> **EXERCISE REQUIREMENTS**: With the images removed, repeat the data below exactly.

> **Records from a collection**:
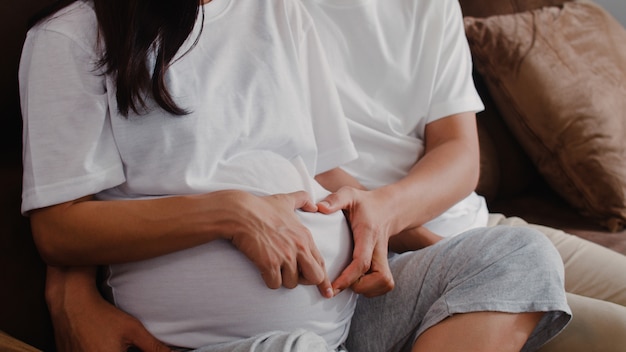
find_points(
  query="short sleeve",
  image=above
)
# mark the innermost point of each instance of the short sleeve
(68, 146)
(454, 89)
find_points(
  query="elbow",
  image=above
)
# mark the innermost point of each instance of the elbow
(48, 245)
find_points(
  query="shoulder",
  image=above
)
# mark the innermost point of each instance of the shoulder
(76, 22)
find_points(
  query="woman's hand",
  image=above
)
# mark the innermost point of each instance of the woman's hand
(84, 321)
(369, 272)
(274, 239)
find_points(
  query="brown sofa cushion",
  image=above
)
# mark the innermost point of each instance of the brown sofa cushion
(485, 8)
(558, 77)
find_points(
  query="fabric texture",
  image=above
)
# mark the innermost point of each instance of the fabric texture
(486, 8)
(393, 84)
(557, 76)
(479, 270)
(595, 282)
(265, 118)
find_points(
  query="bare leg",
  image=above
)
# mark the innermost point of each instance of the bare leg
(479, 331)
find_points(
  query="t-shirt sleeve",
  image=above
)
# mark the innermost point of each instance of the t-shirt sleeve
(454, 91)
(332, 136)
(68, 146)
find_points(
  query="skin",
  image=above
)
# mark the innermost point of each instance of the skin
(388, 217)
(374, 216)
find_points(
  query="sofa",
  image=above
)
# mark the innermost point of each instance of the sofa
(513, 180)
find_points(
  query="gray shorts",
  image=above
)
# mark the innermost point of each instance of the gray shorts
(504, 269)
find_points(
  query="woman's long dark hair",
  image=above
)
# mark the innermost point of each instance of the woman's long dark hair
(134, 31)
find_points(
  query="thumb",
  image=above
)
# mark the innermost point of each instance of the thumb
(334, 202)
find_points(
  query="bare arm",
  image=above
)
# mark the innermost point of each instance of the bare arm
(89, 232)
(447, 173)
(73, 301)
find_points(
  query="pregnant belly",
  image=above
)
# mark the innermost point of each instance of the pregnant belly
(212, 293)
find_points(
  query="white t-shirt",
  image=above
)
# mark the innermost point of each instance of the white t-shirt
(265, 117)
(399, 65)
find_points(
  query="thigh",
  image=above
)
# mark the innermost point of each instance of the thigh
(596, 326)
(590, 269)
(479, 270)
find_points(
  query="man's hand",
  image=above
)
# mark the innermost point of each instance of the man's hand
(275, 240)
(84, 321)
(369, 272)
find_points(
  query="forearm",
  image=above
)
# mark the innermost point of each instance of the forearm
(69, 285)
(336, 178)
(447, 173)
(89, 232)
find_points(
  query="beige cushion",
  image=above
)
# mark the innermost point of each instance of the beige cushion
(558, 77)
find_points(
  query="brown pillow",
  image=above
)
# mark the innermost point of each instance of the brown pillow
(485, 8)
(558, 77)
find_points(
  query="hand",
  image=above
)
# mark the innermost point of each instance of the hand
(413, 239)
(84, 321)
(275, 240)
(369, 272)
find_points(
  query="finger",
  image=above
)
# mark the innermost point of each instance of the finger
(312, 270)
(303, 201)
(334, 202)
(290, 274)
(317, 274)
(347, 278)
(272, 277)
(361, 262)
(379, 279)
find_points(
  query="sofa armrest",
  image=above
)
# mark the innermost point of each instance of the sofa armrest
(10, 344)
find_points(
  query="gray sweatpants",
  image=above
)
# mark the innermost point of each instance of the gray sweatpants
(505, 269)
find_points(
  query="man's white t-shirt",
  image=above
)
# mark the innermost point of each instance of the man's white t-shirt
(265, 117)
(399, 65)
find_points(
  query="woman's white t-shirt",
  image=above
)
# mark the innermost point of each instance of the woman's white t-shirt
(264, 117)
(399, 65)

> **YOUR SOLUTION**:
find_points(
  query="short sleeve",
  image=above
)
# mark the innermost point of each instance of the short sleeve
(68, 146)
(454, 89)
find_points(
  query="elbow",
  image=above
)
# mark the innermost point of each instance of the elbow
(48, 245)
find_points(
  query="shoulder",
  image=above
)
# mark the innermost point of each instance of the shoulder
(76, 22)
find_points(
  query="woman's hand",
  image=above
)
# mark the innermost point of each instance of the woman's hand
(84, 321)
(369, 272)
(274, 239)
find_points(
  query="brown sofa cushion",
  image=above
)
# mark the innermost point of each instance of the brown sofa cushion
(485, 8)
(558, 77)
find_points(
  query="fabric texture",
  image=above
)
# mark the innermost point of each instance of the fabric texture
(486, 8)
(393, 84)
(557, 76)
(479, 270)
(595, 282)
(265, 118)
find_points(
  query="bare leg",
  image=above
)
# mark the innermost point of each instance of the bare leg
(479, 331)
find_points(
  query="t-shirt sleeve",
  image=above
)
# mark the innermost point of each instance of the t-shirt sleeve
(454, 91)
(332, 136)
(68, 146)
find_points(
  query="skin",
  image=above
)
# mark the innermost point of each instance of the skin
(388, 217)
(374, 216)
find_points(
  query="sofa",
  image=above
)
# mark the innermost point of each instance of the sofa
(513, 180)
find_points(
  query="gray shorts",
  image=above
)
# mark the innermost point of each instance of the gray shorts
(504, 269)
find_points(
  query="woman's long dark hair",
  image=above
)
# mark the innermost point of each instance of the woman's long dark hair
(134, 31)
find_points(
  query="thumb",
  image=above
)
# mark the innermost point of each instance of the thumb
(334, 202)
find_points(
  query="bare arm",
  image=above
)
# mark the innermost point of each instance of the bare arm
(89, 232)
(447, 173)
(73, 301)
find_points(
  query="pregnant belly",
  image=above
)
# mark the innermost point of each instance of the pregnant belly
(212, 293)
find_points(
  query="white t-shirt",
  image=above
)
# mark the innermost point of each instance of the white t-shirt
(265, 117)
(399, 65)
find_points(
  query="thigh",
  image=above
)
# mark the innermost point of each instance of the thigh
(596, 326)
(590, 269)
(479, 270)
find_points(
  query="man's hand",
  image=above
)
# mark the innermost point of each instance of the man's hand
(275, 240)
(84, 321)
(369, 272)
find_points(
  query="forearm",
  image=above
)
# mark the innermost point of each instance of the forearm
(69, 285)
(336, 178)
(447, 173)
(89, 232)
find_points(
  query="beige cushion",
  image=above
)
# mark the innermost point of each instance of the beige cushion
(558, 77)
find_points(
  query="brown pillow",
  image=above
)
# mark the innermost point of each instance of the brown pillow
(485, 8)
(558, 77)
find_points(
  query="hand",
  image=above
)
# mark the innermost point of each instance of the hand
(413, 239)
(84, 321)
(275, 240)
(369, 272)
find_points(
  query="finger",
  image=above
)
# mark the innermost point of each instance of the finger
(312, 270)
(303, 201)
(334, 202)
(290, 274)
(317, 274)
(347, 278)
(272, 277)
(361, 262)
(379, 279)
find_points(
  query="sofa armrest",
  image=above
)
# mark the innermost point of each instance of the sofa armrest
(10, 344)
find_points(
  query="gray sweatpants",
  image=above
)
# mark the innermost point of each instance of the gray sweatpants
(505, 269)
find_points(
  query="man's white t-shirt",
  image=above
)
# mark the innermost point of each instance of the man's white t-shirt
(265, 117)
(399, 65)
find_points(
  query="woman's white t-shirt",
  image=above
)
# mark the innermost point of each instance of the woman's white t-shirt
(264, 117)
(399, 65)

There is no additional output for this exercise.